## Data
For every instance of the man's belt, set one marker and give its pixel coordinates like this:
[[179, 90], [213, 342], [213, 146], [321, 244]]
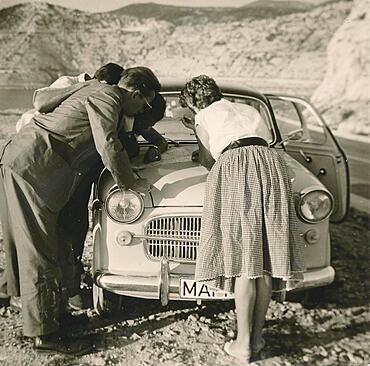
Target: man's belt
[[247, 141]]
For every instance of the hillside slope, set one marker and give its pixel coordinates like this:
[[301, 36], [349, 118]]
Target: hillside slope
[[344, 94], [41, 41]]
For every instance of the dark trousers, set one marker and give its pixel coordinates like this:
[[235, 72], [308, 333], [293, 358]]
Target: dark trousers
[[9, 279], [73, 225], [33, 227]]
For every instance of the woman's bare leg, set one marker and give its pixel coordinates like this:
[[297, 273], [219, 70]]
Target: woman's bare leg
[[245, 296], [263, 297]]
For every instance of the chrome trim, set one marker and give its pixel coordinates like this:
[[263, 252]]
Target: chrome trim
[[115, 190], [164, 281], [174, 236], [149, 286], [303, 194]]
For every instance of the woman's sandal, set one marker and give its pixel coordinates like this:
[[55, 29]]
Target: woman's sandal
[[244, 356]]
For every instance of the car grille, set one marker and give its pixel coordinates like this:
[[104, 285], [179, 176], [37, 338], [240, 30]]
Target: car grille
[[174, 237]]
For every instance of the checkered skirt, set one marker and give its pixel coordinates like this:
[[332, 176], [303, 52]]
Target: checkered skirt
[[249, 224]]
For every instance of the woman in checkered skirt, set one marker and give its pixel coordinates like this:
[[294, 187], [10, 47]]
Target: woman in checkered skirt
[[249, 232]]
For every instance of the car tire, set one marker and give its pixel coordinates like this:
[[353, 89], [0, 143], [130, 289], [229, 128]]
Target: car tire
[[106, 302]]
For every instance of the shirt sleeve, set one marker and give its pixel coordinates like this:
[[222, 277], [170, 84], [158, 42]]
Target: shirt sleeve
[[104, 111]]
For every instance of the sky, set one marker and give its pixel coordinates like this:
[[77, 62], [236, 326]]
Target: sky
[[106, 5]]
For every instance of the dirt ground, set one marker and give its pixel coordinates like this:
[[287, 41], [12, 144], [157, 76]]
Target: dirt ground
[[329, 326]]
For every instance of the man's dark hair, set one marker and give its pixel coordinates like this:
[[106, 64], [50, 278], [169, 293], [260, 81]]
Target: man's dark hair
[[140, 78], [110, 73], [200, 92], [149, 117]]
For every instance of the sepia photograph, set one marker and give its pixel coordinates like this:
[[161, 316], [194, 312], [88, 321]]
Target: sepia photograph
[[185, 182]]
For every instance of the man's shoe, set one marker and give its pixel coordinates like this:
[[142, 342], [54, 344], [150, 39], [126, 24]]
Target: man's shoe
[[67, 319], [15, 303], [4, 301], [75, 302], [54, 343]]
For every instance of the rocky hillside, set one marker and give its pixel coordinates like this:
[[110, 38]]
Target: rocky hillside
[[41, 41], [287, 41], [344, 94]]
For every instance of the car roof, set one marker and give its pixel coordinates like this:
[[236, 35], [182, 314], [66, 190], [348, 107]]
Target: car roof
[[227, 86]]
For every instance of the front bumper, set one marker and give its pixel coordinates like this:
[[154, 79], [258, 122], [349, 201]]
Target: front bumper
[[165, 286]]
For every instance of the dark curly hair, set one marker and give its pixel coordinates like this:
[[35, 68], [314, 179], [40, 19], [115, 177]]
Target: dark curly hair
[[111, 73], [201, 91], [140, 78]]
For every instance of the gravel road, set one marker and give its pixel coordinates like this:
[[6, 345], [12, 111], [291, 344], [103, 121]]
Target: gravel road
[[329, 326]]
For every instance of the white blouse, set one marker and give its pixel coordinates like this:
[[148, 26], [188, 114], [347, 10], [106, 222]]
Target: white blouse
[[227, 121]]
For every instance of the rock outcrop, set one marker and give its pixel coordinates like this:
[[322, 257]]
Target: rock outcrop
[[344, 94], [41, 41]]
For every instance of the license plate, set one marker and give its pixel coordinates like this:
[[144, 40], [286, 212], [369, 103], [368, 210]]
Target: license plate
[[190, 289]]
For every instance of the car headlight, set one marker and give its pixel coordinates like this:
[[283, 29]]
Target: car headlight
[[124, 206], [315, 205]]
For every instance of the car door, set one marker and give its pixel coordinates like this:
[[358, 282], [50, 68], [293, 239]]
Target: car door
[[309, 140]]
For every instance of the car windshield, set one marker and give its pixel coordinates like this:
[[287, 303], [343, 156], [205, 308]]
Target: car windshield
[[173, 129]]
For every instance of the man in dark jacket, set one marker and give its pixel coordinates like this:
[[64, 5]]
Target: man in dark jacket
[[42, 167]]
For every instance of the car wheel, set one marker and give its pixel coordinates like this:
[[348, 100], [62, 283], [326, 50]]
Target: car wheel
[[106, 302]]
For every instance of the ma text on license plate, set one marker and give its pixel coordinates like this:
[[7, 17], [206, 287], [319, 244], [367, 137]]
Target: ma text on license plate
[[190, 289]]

## Work task
Everything from the line with "Target: man in dark jacket" through the last line of the data above, please return word for word, and no other line.

## Response below
Target: man in dark jacket
[[42, 167]]
For every instance of the car wheel, set one marker and give its pixel coordinates like this:
[[348, 100], [62, 283], [326, 50]]
Target: car wheel
[[106, 302]]
For every instance of the ma text on license plate, set one marker and give its pixel coordinates like this:
[[7, 17], [206, 287], [319, 244], [367, 137]]
Target: ma text on license plate
[[190, 289]]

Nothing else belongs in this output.